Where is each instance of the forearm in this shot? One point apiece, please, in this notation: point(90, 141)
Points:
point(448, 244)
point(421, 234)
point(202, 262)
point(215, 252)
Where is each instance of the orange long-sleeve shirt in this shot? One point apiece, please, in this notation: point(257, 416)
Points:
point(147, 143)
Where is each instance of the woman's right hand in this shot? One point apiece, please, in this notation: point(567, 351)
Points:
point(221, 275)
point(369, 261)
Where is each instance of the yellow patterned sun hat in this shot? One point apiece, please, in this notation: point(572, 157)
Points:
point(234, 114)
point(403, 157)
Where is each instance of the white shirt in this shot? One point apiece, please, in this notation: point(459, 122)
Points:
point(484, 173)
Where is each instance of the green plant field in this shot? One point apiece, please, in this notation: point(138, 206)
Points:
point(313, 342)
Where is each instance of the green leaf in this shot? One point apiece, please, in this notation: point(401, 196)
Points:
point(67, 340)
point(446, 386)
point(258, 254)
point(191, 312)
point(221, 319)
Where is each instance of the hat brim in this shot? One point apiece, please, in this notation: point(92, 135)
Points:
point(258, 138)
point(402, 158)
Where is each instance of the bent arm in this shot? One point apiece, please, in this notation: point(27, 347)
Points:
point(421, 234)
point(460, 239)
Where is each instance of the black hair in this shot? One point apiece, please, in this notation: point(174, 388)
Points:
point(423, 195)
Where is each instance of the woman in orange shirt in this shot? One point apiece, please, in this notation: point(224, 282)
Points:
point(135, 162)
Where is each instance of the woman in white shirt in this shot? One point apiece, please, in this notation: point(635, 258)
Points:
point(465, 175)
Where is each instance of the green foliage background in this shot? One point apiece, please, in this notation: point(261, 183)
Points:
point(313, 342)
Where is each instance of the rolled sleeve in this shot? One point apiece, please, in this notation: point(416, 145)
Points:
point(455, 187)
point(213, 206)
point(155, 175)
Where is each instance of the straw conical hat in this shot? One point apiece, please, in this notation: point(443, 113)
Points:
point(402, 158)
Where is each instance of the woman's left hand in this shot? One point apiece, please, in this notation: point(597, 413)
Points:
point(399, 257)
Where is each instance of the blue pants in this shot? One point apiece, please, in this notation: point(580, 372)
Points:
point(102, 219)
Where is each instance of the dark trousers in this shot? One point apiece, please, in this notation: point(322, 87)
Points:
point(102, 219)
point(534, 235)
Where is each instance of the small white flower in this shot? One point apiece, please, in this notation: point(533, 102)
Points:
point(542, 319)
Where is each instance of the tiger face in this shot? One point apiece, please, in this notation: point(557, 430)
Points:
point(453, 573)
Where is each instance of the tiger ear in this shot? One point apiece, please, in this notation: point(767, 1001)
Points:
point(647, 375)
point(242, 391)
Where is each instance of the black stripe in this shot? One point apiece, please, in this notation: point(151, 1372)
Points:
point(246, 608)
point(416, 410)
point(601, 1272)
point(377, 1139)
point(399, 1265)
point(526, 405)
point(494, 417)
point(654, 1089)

——

» **Goal**: Convert the entries above into a Markdown table with two columns, Row and Line. Number each line in order and leave out blank lines.

» **Answer to this task**:
| Row | Line |
|---|---|
| 1 | Where is each instance of the forearm in this shot? One point apiece, please, in this notation: point(90, 141) |
| 2 | Points: |
| 3 | point(448, 244) |
| 4 | point(421, 234) |
| 5 | point(202, 262) |
| 6 | point(215, 252) |
| 7 | Where is each instance of the orange long-sleeve shirt in this shot? One point apiece, please, in this notation: point(257, 416) |
| 8 | Points: |
| 9 | point(147, 143) |
| 10 | Where is each instance of the woman's right hand in this shot? One point apiece, please, in this notation: point(567, 351) |
| 11 | Points: |
| 12 | point(221, 275) |
| 13 | point(369, 261) |
| 14 | Where is each instance of the yellow patterned sun hat in this shot? One point apiece, please, in this notation: point(572, 157) |
| 15 | Points: |
| 16 | point(234, 114) |
| 17 | point(403, 157) |
| 18 | Where is each instance of the white shirt in this shot? One point apiece, please, in this notation: point(459, 122) |
| 19 | Points: |
| 20 | point(484, 173) |
| 21 | Where is each instance of the green plant field in this shot? One point apiece, please, in this notation: point(138, 206) |
| 22 | Points: |
| 23 | point(313, 342) |
| 24 | Where is each instance of the green leaf in this shot? One point apiece, please, in this notation: point(401, 196) |
| 25 | Points: |
| 26 | point(67, 340) |
| 27 | point(446, 386) |
| 28 | point(258, 254) |
| 29 | point(191, 312) |
| 30 | point(221, 319) |
| 31 | Where is each instance of the hat brim in this shot? One point apiece, please, in this notation: point(92, 135) |
| 32 | Points: |
| 33 | point(258, 138) |
| 34 | point(402, 158) |
| 35 | Where is each instance of the bent arm in this shot? One point apiece, please, in this notation: point(27, 347) |
| 36 | Points: |
| 37 | point(421, 234) |
| 38 | point(460, 239) |
| 39 | Where is each instance of the black hair in this shot? One point apiece, please, in this notation: point(174, 388) |
| 40 | Points: |
| 41 | point(423, 195) |
| 42 | Where is each instance of the woman in orange shirt in this shot? One point apiece, please, in this notation: point(224, 282) |
| 43 | Points: |
| 44 | point(135, 162) |
| 45 | Where is each instance of the woman in white shirt in this shot? One point apiece, please, in this notation: point(635, 258) |
| 46 | Points: |
| 47 | point(465, 175) |
| 48 | Where is each instance of the green foliage background in this shot? One point apiece, please, in this notation: point(261, 183) |
| 49 | Points: |
| 50 | point(313, 342) |
| 51 | Where is each instance of the rolled sleeve in this shot? One point apiece, please, in this notation: point(416, 145) |
| 52 | Points: |
| 53 | point(455, 187) |
| 54 | point(213, 206) |
| 55 | point(155, 175) |
| 56 | Where is each instance of the straw conical hat in this shot? One point apiece, please, in this notation: point(443, 113) |
| 57 | Points: |
| 58 | point(402, 158) |
| 59 | Where is each instance of the woman's left hand in this shot? One point apiece, please, in this notation: point(597, 413) |
| 60 | Points: |
| 61 | point(399, 257) |
| 62 | Where is each instance of the blue pants in this shot? One point apiece, please, in this notation: point(580, 372) |
| 63 | Points: |
| 64 | point(102, 219) |
| 65 | Where is each instance of the dark trousers in this shot? One point apiece, please, in this notation: point(322, 87) |
| 66 | Points: |
| 67 | point(102, 219) |
| 68 | point(534, 235) |
| 69 | Where is each instance of the small white flower in this shot? One point apiece, please, in this notation: point(533, 102) |
| 70 | Points: |
| 71 | point(542, 319) |
| 72 | Where is each instance of the tiger face in this shot? One point apiece, please, in this notation: point(557, 430) |
| 73 | Points: |
| 74 | point(453, 573) |
| 75 | Where is each instance of the tiger ear in this shot? One point apiece, please, in this notation: point(767, 1001) |
| 76 | Points: |
| 77 | point(647, 375) |
| 78 | point(242, 391) |
| 79 | Where is each instance of the black stripe in this shot? One point apiece, please, in this notation: point(151, 1372) |
| 80 | Points: |
| 81 | point(246, 608) |
| 82 | point(416, 410) |
| 83 | point(601, 1272) |
| 84 | point(377, 1139) |
| 85 | point(399, 1265) |
| 86 | point(526, 405) |
| 87 | point(494, 417) |
| 88 | point(654, 1089) |